Reviving an old TV panel show sounds like the tiredest cop out, especially a show which had definitely had its time when BBC 2 pulled the plug on it. But the revamp with Greg Davies, though it has flaws (eg the line up, why the hell have two permanent blokes on one team, thus reducing the number of women further than it was always going to be?) has succeeded in being funny, without requiring any knowledge of recent pop music.




4= Inside No 9 6 (BBC)

For the second year running I've written and published my TV of the year, only for someone to remind me I've missed out Inside No 9! How do I do that? This series, the 6th, had a couple of crackers in there (Hurry Up And Wait with the actor in the caravan had a twist I didn't see coming, and the Commedia Del Arte heist movie was a splendidly ambitious piece). I even listened to the podcast, which is excellent. They constantly try and push the envelope of television and frequently manage it (if that's not a badly mixed metaphor).


4=- Goes Wrong Show 2 (BBC)

The stage shows are so funny, because of the amount of time and effort that can be put into each one, that a TV show that needs to churn out 3 hours worth of new material every year is going to struggle to keep up that quality. This couldn’t quite manage what series 1 did, but parts of it were still excellent and it is, I think, the only studio audience comedy that we still watch on TV.


3 - Fargo 4 (FX / Channel 4)

Because every series is entirely different, with the loosest of links to its predecessor, this is the most unpredictable show. Series 4 has been one of its strongest, especially episode 9’s incredible Wizard Of Oz tinged black and white story which was just stunning.



2 - Doctor Who: Flux (BBC)

### WORK REQUIRED
Which shows in the TV review appear under a numbered ranking heading? List each one with its rank.

### RAW RECORDS
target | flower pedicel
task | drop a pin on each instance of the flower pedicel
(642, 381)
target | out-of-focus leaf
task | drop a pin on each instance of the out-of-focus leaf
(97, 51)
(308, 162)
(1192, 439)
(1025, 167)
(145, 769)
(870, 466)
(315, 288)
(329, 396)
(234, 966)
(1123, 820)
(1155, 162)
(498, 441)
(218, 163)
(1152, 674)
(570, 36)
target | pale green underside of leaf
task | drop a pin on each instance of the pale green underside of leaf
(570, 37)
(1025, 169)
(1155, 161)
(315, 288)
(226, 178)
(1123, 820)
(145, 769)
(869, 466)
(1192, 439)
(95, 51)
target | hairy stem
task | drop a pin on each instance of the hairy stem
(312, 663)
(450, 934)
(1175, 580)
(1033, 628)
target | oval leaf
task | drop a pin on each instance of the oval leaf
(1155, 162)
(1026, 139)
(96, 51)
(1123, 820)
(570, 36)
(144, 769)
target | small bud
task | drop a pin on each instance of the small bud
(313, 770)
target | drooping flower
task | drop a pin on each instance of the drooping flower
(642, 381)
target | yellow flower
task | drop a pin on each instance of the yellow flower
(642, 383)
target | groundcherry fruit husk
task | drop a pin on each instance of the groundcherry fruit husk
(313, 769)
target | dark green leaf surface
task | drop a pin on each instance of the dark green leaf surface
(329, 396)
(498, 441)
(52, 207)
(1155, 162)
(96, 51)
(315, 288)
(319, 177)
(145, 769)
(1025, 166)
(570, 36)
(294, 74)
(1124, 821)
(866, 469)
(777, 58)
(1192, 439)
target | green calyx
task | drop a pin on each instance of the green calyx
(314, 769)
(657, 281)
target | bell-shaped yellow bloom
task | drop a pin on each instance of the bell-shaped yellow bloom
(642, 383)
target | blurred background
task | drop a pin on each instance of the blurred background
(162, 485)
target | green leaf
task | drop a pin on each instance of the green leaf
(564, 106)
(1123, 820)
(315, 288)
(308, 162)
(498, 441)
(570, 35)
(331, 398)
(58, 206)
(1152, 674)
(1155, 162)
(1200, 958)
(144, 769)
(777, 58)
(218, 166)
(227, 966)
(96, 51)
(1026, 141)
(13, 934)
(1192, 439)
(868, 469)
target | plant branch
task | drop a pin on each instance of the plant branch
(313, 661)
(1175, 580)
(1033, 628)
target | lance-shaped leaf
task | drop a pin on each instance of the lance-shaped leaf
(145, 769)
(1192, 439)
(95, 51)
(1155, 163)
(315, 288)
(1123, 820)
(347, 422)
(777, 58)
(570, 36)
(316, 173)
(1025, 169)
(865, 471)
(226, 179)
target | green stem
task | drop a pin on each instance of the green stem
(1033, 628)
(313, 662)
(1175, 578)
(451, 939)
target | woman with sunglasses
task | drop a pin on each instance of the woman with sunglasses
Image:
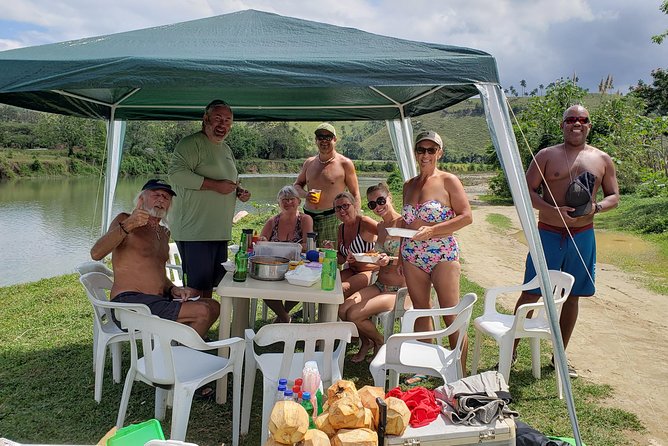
(380, 296)
(290, 225)
(435, 205)
(356, 235)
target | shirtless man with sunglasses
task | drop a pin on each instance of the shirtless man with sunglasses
(563, 182)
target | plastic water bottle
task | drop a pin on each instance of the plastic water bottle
(306, 404)
(328, 273)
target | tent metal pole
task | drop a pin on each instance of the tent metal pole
(498, 120)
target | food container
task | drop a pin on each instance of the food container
(268, 267)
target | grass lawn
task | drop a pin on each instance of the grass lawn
(46, 380)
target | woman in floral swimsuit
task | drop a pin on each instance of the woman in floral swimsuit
(435, 205)
(381, 295)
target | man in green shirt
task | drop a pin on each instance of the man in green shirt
(204, 174)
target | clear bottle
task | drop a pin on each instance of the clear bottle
(306, 404)
(328, 273)
(241, 260)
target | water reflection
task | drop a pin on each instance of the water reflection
(48, 225)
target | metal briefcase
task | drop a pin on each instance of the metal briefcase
(443, 433)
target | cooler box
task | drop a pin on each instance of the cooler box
(443, 433)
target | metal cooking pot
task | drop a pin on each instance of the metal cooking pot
(268, 267)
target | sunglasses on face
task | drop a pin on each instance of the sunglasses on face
(379, 202)
(423, 150)
(574, 119)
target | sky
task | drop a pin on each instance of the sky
(538, 41)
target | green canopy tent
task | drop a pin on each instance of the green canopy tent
(268, 67)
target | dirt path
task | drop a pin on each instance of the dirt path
(621, 337)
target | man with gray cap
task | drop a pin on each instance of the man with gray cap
(563, 182)
(322, 178)
(139, 248)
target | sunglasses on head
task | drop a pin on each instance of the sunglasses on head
(379, 202)
(423, 150)
(574, 119)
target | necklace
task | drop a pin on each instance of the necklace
(328, 161)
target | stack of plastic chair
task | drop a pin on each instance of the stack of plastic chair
(175, 362)
(405, 352)
(530, 321)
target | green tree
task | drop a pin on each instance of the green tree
(655, 95)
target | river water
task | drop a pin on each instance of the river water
(47, 226)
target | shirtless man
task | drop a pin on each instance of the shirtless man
(140, 249)
(330, 173)
(574, 172)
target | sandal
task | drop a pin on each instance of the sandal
(416, 379)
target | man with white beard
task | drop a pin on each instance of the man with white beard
(139, 247)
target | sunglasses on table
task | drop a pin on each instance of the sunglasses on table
(574, 119)
(423, 150)
(379, 202)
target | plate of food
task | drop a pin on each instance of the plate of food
(367, 257)
(401, 232)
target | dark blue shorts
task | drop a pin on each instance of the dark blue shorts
(202, 263)
(561, 254)
(160, 306)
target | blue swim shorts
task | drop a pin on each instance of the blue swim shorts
(561, 254)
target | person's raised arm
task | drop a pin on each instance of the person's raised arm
(609, 186)
(300, 182)
(119, 229)
(351, 181)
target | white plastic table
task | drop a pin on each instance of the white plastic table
(235, 296)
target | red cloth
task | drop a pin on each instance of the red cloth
(421, 402)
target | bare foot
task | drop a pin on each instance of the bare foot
(361, 354)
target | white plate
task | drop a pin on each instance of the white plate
(401, 232)
(365, 258)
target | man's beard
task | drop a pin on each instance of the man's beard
(157, 212)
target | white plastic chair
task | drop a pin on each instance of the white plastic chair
(105, 331)
(173, 268)
(177, 370)
(505, 328)
(405, 353)
(290, 363)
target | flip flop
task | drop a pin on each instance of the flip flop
(416, 379)
(205, 393)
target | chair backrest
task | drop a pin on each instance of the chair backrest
(92, 266)
(97, 286)
(463, 311)
(324, 335)
(173, 268)
(156, 335)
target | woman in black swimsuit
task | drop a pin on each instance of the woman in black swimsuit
(290, 225)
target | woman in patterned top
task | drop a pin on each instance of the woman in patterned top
(381, 295)
(290, 225)
(435, 205)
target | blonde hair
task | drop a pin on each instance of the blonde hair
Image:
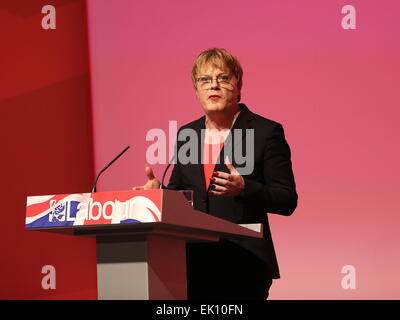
(221, 59)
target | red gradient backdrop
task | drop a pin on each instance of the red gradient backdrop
(334, 90)
(46, 145)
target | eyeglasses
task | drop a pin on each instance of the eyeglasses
(223, 80)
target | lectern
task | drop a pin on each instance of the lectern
(140, 236)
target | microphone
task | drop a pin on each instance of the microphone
(106, 167)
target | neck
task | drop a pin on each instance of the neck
(222, 119)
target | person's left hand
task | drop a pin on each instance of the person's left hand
(227, 184)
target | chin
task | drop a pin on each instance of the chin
(214, 107)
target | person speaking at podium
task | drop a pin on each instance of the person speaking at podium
(240, 169)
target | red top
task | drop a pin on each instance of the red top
(211, 154)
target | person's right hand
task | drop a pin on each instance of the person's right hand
(152, 182)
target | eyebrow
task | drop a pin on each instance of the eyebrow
(208, 75)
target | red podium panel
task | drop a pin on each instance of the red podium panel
(140, 236)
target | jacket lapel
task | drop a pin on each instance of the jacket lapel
(243, 122)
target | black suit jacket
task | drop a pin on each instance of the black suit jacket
(269, 188)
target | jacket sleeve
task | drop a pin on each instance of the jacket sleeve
(278, 192)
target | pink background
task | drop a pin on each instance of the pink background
(74, 97)
(334, 90)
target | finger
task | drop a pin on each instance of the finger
(230, 167)
(221, 174)
(149, 173)
(138, 188)
(219, 181)
(218, 188)
(218, 193)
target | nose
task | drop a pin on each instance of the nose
(214, 84)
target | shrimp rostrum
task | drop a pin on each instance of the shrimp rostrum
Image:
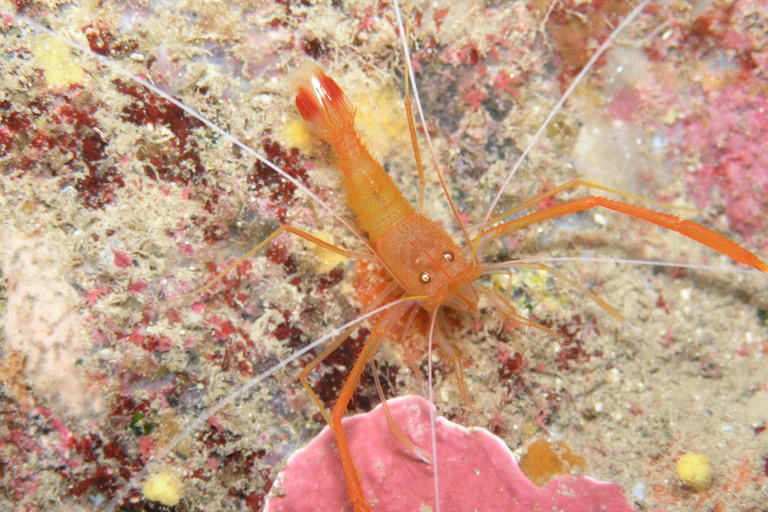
(429, 272)
(424, 262)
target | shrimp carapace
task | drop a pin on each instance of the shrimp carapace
(424, 260)
(421, 256)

### SOLVED PROBLEM
- Inside No 9, series 6: joint 4th
- Goes Wrong Show, series 2: joint 4th
- Fargo, series 4: 3rd
- Doctor Who: Flux: 2nd